> DOCUMENT EXTRACT

"""

He looked like a new principal trying to hype up some unenthused high school seniors during a boring assembly.
“I’m here to get this program going. I’m here to get this program right back where it needs to be. This program needs to win in basketball. This program deserves to win in basketball. And this program will win in basketball,” said Forbes during his introductory press conference.
He followed that up by taking a shot at Kentucky, since Lexington served as a potential landing spot for Olivier Sarr, Wake Forest’s best player last season.
“I think the most important thing is, why would you go to Wake for three years, put all that time in to get this prestigious degree, and end up getting your degree at a place like Kentucky?” Forbes, during a radio interview on Tuesday, said he told Sarr.
The next day, the 7-0 center, who averaged 13.7 points, 9.0 rebounds and 1.2 blocks last season, announced that he had committed to Kentucky.
Sometimes you can’t make this stuff up.
What Forbes has yet to grasp is that the majority of the athletes that play big-time college basketball put more of an emphasis on winning and getting to the next level than “prestigious degrees.” The ACC that Forbes will be coaching in is a different world than the Southern Conference he came from, as he amassed a 130-43 record in five seasons at East Tennessee State. Making it to the tournament is the dream there, while winning it is all that matters in the ACC, as the conference has won eight national championships since 2000.

"""

> TASKS FOR THIS EXERCISE
#1 In the article about Forbes and Wake Forest basketball, what record did Forbes put together at East Tennessee State?
#2 In the article on Forbes and Wake Forest basketball, begin at the words that have "The next day, the" and stop after "championships since 2000.". Write that passage again, swapping in "big man" wherever "center" appears.
#3 Proceed with the article about Forbes and Wake Forest basketball, picking up after its final sentence.

> LISTING
"""

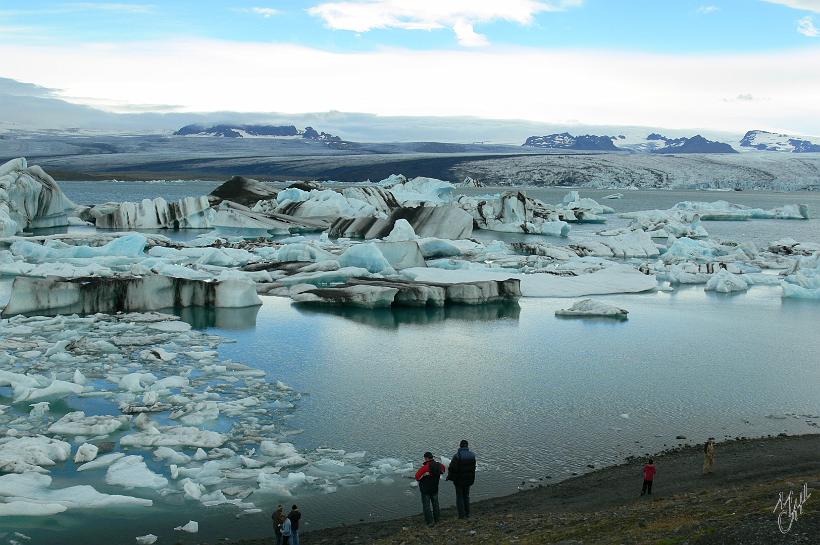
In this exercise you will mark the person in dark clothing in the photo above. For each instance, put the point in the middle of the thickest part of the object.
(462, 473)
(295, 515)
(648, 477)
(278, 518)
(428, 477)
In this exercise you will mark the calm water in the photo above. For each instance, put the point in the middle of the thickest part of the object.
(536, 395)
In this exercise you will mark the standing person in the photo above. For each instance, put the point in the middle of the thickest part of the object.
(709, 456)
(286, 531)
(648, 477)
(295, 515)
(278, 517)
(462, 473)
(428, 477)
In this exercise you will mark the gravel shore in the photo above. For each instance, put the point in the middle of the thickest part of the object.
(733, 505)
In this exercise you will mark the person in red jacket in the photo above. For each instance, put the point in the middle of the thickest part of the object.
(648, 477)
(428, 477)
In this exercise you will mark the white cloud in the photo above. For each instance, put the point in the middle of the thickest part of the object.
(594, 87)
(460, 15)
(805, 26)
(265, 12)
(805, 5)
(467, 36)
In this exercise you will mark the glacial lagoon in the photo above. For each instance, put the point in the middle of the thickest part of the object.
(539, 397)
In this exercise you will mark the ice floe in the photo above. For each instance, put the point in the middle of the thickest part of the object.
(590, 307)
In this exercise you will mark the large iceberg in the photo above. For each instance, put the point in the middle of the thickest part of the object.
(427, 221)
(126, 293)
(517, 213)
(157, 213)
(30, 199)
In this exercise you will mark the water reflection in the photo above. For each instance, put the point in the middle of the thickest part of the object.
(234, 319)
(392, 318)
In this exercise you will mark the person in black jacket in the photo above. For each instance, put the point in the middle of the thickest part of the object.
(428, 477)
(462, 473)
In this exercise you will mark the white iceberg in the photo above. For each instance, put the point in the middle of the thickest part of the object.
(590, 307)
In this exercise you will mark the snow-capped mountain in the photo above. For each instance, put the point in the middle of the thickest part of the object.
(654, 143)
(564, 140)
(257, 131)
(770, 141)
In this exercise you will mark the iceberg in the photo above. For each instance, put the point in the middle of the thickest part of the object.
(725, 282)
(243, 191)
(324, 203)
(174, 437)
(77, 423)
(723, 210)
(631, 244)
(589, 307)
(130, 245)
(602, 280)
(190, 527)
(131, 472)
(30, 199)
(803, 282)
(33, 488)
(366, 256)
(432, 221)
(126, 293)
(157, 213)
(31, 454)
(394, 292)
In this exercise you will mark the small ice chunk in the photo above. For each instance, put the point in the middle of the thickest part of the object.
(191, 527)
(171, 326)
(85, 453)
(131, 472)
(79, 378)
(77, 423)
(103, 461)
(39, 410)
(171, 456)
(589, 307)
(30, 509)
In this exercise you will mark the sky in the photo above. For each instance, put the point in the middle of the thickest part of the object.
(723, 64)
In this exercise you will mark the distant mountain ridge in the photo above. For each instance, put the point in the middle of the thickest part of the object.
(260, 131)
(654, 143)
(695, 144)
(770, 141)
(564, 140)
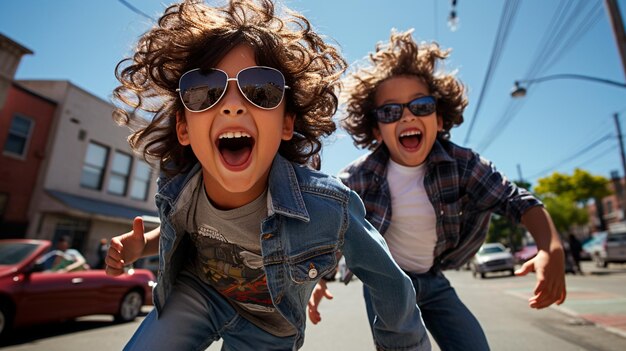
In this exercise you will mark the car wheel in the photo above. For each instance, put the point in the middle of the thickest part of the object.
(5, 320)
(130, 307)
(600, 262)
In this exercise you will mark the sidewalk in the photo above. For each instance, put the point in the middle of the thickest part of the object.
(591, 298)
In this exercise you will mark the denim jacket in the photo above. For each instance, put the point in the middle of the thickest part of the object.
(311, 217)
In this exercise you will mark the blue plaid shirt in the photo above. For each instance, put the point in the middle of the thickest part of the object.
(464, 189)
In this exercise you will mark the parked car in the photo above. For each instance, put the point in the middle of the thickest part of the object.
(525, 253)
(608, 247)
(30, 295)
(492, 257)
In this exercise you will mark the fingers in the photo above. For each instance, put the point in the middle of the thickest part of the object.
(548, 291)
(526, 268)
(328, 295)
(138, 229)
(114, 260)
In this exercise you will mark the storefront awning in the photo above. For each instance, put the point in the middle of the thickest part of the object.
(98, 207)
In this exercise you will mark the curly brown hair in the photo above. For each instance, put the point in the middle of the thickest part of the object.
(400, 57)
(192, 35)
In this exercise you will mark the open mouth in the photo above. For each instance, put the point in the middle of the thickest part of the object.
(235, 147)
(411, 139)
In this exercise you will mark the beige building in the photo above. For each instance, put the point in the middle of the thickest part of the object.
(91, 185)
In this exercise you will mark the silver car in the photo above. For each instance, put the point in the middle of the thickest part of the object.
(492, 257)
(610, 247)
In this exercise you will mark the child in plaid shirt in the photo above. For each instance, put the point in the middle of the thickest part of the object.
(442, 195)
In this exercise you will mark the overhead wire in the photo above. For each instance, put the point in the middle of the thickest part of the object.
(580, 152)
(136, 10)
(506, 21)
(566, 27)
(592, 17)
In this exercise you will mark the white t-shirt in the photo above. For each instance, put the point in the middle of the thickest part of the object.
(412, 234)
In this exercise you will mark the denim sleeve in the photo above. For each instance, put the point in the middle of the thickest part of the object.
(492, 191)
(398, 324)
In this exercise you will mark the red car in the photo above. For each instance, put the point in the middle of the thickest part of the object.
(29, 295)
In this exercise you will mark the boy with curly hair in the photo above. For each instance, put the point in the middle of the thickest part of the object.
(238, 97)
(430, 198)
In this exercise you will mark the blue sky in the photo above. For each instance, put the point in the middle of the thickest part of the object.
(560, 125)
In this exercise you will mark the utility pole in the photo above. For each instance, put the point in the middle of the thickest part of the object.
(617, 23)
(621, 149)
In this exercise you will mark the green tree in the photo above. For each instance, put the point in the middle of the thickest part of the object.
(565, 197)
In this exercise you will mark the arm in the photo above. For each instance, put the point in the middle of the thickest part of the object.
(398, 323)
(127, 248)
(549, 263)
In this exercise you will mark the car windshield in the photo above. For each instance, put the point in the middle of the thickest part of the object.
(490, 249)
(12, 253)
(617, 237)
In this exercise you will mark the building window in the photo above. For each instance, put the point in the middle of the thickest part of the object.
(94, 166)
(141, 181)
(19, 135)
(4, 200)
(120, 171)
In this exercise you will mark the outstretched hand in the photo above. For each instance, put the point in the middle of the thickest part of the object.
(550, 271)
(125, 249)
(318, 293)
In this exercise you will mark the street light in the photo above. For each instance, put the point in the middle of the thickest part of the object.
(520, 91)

"""

> RESPONSES BY TASK
#1 He went 130-43 over five seasons.

#2
The next day, the 7-0 big man, who averaged 13.7 points, 9.0 rebounds and 1.2 blocks last season, announced that he had committed to Kentucky.
Sometimes you can’t make this stuff up.
What Forbes has yet to grasp is that the majority of the athletes that play big-time college basketball put more of an emphasis on winning and getting to the next level than “prestigious degrees.” The ACC that Forbes will be coaching in is a different world than the Southern Conference he came from, as he amassed a 130-43 record in five seasons at East Tennessee State. Making it to the tournament is the dream there, while winning it is all that matters in the ACC, as the conference has won eight national championships since 2000.

#3
And there’s also the fact that since 2009, only four players from Wake Forest’s program have been drafted, compared to the 29 first-round picks that Kentucky has produced in the same timeframe.
“That’s no disrespect to Kentucky, because I obviously respect them,” Forbes said in his radio interview. “I just think there’s a lot to be said for putting all that work in academically and not being able to finish what you started. I know those things are all important to [Sarr]. He said that. So, we’ll see. We’ll keep trying, we’ll keep plugging. We’ve got a lot of really good teams recruiting him.”
Sarr will finish what he started at Kentucky, a school that will give him a “prestigious degree” from the 132nd ranked national university, and a chance to make it to the pros.
And that’s an opportunity that Forbes, and his new program, can’t compete with.